## Task to carry out
Show all the lines in the data below that include the word "written".

START Material provided

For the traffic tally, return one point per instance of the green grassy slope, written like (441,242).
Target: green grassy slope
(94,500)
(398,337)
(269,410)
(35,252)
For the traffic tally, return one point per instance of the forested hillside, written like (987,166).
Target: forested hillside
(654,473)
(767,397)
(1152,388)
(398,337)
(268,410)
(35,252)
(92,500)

END Material provided
START Material provided

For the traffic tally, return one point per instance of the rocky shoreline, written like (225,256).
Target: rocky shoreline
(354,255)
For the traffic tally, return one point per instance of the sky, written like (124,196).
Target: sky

END Material provided

## Answer below
For the traffic tally, return one point per instance of the green grassy slope, written like (441,242).
For the traffic tally, return one point per instance of the forested hillside, written like (987,166).
For the traffic tally, return one point per instance of the rocky shoreline, written like (225,256).
For the traffic tally, return one point per instance of the sky, written like (124,196).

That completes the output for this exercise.